◆ What is needed ◆
With the line containing "plank, placing a dot on each." as the first line and the last line of the records as the final one, reproduce that range exactly.

◆ Exercise input ◆

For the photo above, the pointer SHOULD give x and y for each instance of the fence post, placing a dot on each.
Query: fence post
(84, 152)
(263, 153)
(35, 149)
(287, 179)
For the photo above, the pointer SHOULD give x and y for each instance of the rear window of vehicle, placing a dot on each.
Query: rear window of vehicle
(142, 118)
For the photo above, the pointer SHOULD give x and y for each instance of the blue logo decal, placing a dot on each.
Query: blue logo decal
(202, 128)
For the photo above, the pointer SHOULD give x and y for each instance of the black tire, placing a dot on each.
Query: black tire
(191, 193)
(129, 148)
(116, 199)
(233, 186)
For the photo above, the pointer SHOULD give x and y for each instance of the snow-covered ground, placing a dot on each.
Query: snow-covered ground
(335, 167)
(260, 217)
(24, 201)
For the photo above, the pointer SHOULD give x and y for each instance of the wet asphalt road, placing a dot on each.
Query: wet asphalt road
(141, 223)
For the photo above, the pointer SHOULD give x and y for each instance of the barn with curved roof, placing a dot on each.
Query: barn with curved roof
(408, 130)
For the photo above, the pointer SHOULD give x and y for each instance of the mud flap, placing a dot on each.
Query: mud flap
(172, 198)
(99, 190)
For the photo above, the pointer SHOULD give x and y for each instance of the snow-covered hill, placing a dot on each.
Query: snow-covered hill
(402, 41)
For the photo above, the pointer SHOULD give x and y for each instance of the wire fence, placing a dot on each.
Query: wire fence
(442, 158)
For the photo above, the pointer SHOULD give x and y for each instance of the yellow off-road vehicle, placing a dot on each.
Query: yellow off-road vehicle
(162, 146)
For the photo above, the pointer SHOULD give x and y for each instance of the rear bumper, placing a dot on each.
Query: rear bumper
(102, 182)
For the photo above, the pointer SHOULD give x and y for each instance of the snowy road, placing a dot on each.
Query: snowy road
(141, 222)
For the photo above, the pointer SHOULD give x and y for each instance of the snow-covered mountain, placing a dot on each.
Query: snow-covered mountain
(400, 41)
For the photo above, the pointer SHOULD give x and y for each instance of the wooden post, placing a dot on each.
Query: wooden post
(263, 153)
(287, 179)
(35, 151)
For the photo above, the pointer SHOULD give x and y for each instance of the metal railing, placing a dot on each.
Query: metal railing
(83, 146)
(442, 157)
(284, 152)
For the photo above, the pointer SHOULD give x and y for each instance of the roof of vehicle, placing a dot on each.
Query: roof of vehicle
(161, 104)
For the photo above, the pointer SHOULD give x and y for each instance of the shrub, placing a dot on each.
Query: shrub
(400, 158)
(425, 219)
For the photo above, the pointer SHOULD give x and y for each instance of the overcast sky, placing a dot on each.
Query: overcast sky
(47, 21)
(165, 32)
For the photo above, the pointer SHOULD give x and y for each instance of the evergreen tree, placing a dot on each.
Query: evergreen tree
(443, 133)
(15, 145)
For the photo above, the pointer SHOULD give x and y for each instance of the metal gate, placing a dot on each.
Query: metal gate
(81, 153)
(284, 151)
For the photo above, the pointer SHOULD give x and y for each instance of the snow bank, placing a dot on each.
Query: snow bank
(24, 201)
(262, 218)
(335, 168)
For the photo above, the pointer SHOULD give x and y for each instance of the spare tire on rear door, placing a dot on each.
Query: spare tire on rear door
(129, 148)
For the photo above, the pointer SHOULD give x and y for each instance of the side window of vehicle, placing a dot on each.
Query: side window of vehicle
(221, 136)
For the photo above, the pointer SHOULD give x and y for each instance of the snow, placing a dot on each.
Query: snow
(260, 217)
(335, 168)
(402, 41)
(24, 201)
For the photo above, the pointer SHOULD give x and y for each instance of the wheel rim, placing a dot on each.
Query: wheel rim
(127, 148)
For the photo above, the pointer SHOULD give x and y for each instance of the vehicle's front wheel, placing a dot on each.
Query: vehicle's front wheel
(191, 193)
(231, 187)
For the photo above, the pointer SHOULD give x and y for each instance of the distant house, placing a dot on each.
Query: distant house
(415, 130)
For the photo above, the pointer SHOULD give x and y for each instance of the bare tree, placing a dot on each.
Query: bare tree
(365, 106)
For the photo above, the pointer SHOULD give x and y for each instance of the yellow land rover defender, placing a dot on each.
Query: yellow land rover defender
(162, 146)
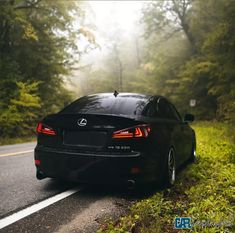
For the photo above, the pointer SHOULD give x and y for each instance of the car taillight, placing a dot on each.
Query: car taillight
(44, 129)
(139, 131)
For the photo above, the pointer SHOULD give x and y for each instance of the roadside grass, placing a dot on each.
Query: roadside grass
(204, 191)
(10, 141)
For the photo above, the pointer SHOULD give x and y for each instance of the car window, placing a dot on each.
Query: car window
(108, 104)
(164, 110)
(175, 112)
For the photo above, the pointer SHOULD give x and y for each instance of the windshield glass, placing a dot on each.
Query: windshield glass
(108, 104)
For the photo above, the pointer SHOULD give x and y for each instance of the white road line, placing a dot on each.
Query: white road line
(34, 208)
(16, 153)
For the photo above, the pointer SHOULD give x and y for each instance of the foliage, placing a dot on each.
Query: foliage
(38, 48)
(204, 191)
(205, 70)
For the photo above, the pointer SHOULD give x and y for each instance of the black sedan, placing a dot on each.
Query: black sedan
(115, 138)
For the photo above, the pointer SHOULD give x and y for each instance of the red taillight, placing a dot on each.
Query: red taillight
(37, 162)
(41, 128)
(139, 131)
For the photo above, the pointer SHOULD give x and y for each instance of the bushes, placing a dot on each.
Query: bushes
(204, 191)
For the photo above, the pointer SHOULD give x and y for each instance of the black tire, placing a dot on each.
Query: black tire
(170, 169)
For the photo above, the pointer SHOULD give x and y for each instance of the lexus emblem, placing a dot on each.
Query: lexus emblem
(82, 122)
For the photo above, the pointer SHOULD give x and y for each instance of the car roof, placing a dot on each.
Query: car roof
(128, 94)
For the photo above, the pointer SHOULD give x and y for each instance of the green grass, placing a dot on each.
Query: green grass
(9, 141)
(204, 191)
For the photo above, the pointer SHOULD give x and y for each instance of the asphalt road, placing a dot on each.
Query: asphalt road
(83, 211)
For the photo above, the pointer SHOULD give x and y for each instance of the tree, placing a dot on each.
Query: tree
(38, 45)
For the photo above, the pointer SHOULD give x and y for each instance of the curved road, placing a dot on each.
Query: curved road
(83, 211)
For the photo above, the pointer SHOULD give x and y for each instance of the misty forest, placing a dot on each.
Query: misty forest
(52, 52)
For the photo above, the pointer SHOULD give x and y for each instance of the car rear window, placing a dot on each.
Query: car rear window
(108, 104)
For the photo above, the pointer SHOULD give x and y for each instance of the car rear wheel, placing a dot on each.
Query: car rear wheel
(170, 173)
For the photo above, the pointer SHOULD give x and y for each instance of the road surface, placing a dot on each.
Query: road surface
(29, 205)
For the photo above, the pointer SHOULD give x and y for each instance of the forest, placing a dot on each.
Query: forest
(181, 49)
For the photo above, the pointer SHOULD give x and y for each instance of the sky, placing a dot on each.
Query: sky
(110, 17)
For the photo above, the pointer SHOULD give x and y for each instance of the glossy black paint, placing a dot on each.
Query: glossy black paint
(89, 154)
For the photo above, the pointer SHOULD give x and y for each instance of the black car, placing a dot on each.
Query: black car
(115, 138)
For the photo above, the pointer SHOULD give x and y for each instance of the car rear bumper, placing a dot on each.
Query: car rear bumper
(93, 167)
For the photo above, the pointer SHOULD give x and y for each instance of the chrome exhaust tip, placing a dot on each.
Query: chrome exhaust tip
(130, 184)
(40, 175)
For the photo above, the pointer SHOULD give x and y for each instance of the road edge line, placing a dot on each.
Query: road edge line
(34, 208)
(16, 153)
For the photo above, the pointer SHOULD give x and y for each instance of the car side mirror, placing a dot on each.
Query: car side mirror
(188, 118)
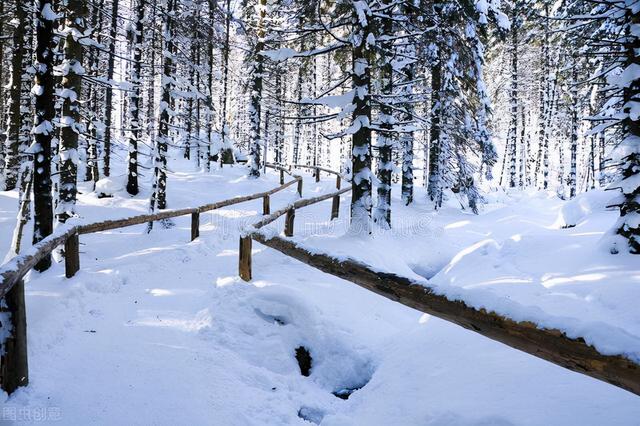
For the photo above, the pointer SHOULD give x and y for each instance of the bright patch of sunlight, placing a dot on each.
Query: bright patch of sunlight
(458, 224)
(178, 320)
(577, 278)
(225, 281)
(160, 292)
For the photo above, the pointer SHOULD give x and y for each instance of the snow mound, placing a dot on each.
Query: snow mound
(108, 186)
(575, 211)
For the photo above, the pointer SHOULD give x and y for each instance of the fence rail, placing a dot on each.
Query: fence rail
(549, 344)
(13, 361)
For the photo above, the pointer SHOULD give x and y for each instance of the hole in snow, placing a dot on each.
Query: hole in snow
(428, 270)
(345, 393)
(304, 360)
(271, 319)
(312, 415)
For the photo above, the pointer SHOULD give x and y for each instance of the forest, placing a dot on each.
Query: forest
(488, 150)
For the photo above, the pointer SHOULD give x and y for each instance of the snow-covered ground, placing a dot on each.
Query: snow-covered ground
(158, 330)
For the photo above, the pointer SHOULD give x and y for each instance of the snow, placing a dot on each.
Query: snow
(155, 329)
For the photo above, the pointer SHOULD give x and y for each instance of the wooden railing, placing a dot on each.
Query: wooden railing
(13, 362)
(552, 345)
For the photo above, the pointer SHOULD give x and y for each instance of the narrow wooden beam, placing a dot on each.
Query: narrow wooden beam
(14, 368)
(71, 255)
(288, 222)
(195, 225)
(244, 265)
(335, 207)
(549, 344)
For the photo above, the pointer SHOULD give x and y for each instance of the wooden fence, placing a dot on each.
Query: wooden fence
(549, 344)
(13, 362)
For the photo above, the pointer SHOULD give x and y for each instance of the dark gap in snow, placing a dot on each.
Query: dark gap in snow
(428, 271)
(345, 393)
(167, 223)
(304, 360)
(312, 415)
(271, 318)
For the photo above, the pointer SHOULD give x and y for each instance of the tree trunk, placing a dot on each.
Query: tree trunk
(134, 100)
(43, 128)
(12, 142)
(386, 137)
(75, 12)
(361, 124)
(113, 33)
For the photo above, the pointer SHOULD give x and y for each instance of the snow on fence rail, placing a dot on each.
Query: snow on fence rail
(13, 353)
(550, 344)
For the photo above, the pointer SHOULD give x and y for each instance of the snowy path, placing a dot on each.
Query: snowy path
(157, 330)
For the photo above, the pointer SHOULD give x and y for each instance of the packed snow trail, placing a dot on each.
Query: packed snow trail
(156, 330)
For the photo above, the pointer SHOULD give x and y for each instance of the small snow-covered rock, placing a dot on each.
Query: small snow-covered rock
(108, 186)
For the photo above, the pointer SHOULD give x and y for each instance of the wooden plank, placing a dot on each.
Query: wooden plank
(288, 222)
(335, 207)
(297, 205)
(71, 255)
(549, 344)
(17, 268)
(14, 368)
(244, 265)
(195, 225)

◆ The answer ◆
For the photo above, the pointer SHOULD give x and y for each instance of the wooden plank, placing a dot on each.
Query: wooden plank
(288, 222)
(335, 207)
(297, 205)
(71, 255)
(549, 344)
(17, 268)
(14, 368)
(244, 265)
(195, 225)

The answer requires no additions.